(Dataset records)
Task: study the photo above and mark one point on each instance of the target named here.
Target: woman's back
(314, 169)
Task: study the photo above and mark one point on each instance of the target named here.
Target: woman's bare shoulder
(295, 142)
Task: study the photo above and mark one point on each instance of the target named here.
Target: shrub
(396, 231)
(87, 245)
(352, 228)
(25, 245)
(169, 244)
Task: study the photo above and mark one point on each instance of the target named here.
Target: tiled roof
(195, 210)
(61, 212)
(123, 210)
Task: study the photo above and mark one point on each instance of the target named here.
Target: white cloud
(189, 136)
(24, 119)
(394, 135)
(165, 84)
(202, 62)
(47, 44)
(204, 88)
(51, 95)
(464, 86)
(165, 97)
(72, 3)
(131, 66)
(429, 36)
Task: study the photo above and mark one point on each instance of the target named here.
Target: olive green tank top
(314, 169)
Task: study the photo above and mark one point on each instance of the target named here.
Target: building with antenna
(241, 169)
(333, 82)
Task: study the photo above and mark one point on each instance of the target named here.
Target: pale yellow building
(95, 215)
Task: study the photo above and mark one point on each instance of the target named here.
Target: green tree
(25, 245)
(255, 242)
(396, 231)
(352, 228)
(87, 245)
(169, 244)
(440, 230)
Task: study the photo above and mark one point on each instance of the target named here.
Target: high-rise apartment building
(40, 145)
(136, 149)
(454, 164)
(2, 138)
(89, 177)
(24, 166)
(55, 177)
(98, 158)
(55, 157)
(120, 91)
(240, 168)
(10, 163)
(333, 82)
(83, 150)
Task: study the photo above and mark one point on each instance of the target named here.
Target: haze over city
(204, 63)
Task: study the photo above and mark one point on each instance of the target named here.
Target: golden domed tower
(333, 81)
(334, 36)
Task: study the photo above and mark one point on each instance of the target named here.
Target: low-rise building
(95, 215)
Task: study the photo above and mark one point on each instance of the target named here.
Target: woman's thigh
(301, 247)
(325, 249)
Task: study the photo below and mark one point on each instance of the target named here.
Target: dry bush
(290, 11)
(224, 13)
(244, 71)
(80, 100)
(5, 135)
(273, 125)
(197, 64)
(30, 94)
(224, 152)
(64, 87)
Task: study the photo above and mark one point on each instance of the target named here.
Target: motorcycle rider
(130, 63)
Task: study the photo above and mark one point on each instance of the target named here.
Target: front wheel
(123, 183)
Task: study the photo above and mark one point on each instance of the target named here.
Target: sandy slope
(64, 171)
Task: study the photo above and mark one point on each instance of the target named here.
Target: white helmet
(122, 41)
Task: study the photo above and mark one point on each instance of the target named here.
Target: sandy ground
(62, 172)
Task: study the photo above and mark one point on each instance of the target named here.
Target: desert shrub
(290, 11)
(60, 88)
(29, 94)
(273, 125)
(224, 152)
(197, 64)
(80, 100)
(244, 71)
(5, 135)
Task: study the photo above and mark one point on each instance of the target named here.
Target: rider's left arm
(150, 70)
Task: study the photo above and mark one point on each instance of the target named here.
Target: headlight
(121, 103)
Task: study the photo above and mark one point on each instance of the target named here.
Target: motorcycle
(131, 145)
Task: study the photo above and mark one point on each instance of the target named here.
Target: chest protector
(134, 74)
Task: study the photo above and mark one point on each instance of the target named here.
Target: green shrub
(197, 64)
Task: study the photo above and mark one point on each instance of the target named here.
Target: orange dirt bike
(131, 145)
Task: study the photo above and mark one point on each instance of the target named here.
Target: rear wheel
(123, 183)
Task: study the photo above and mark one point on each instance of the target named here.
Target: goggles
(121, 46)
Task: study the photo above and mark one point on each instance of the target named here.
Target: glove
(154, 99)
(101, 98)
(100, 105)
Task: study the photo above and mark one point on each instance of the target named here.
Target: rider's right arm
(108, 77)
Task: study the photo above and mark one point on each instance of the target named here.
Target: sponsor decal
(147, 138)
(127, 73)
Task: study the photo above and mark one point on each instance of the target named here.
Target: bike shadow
(End Dataset records)
_Problem:_
Reproduce the data in its entirety. Keep every character unchanged.

_Response below:_
Task: study the photo above and mark one point on each instance of the target named here.
Target: woman's back
(314, 169)
Task: study the photo above and mark one point on each instance of the target named here.
Target: woman's bare shoulder
(295, 142)
Task: study the photo above and mark one point on each instance of the target named here.
Target: shrub
(396, 231)
(87, 245)
(352, 228)
(25, 245)
(169, 244)
Task: study the photo above and mark one point on each instance of the target named here.
Target: tiled roof
(195, 210)
(61, 212)
(123, 210)
Task: study the photo above and mark one point on each instance of the target named here.
Target: white cloud
(189, 136)
(24, 119)
(394, 135)
(165, 84)
(202, 62)
(47, 44)
(204, 88)
(51, 95)
(464, 86)
(165, 97)
(72, 3)
(131, 66)
(429, 36)
Task: study the photo above and mark one point on each instance of the target named here.
Target: olive green tank top
(314, 169)
Task: study the photo above and mark one point on each instance of the target named here.
Target: building with antenna
(241, 169)
(333, 82)
Task: study the photo above and mark one point on each instance of the target named here.
Target: pale yellow building
(95, 215)
Task: study the photo above and mark one point on each instance of the target named here.
Target: green tree
(25, 245)
(255, 242)
(396, 231)
(352, 228)
(87, 245)
(169, 244)
(440, 230)
Task: study the photo above and mark one point on each instance of the target named here.
Target: high-rise apartment building
(40, 145)
(136, 149)
(454, 164)
(2, 138)
(89, 177)
(24, 166)
(55, 177)
(98, 158)
(55, 157)
(120, 91)
(240, 168)
(10, 163)
(333, 82)
(83, 150)
Task: study the photo above and mark one point on each instance of the target named here.
Target: haze over city
(204, 63)
Task: study the photo above and mark one point on each instance of the target named here.
Target: golden domed tower
(333, 81)
(334, 36)
Task: study the photo above and mark one point on each instance of the target named here.
Target: low-rise building
(95, 215)
Task: study the photo above and mark one point on each instance of the target named here.
Target: woman's thigh
(301, 247)
(325, 249)
Task: study the photo below and mark one point on each instance of the target named here.
Target: dry bush
(290, 11)
(224, 13)
(244, 71)
(80, 100)
(5, 135)
(273, 125)
(197, 64)
(30, 94)
(224, 152)
(64, 87)
Task: study the photo above and mark one point on each instance of the target named here.
Target: motorcycle rider
(130, 63)
Task: study the photo above and mark one point on each instance of the target named here.
Target: front wheel
(123, 183)
Task: study the photo above and mark one point on each instance of the target named here.
Target: sandy slope
(64, 171)
Task: study the photo above and mark one point on each instance of the target named here.
Target: white helmet
(122, 41)
Task: study the photo above and mark one point on each instance of the target named here.
Target: sandy ground
(62, 172)
Task: study the photo above and mark one point on each instance of the target named here.
Target: desert shrub
(290, 11)
(60, 88)
(29, 94)
(273, 125)
(224, 152)
(197, 64)
(80, 100)
(244, 71)
(5, 135)
Task: study the photo above and mark one point on each instance of the target named here.
Target: rider's left arm
(150, 70)
Task: study the photo above and mark one point on each instance of the target named here.
Target: headlight
(121, 103)
Task: study the photo above and mark one point on each instance of the target named here.
Target: motorcycle
(131, 145)
Task: study the photo above and mark one point on each instance of the target named here.
Target: chest protector
(134, 74)
Task: study the photo above and mark one point on each instance of the target named here.
Target: green shrub
(197, 64)
Task: study the photo above and mark one point on each instance of the target named here.
Target: orange dirt bike
(131, 145)
Task: study the photo above and mark one point on each instance of the target named here.
Target: rear wheel
(123, 183)
Task: study the photo above and mark one point on each instance of the target named here.
Target: goggles
(121, 46)
Task: study the photo above and mark one point on each instance of the target named here.
Target: glove
(154, 99)
(101, 98)
(100, 105)
Task: study the photo above and mark one point on each instance of the target named here.
Target: rider's right arm
(108, 77)
Task: study the photo above and mark one point on each instance of the target named here.
Target: sponsor decal
(147, 138)
(127, 73)
Task: study the photo above and mark one point on each instance of the target named here.
Target: bike shadow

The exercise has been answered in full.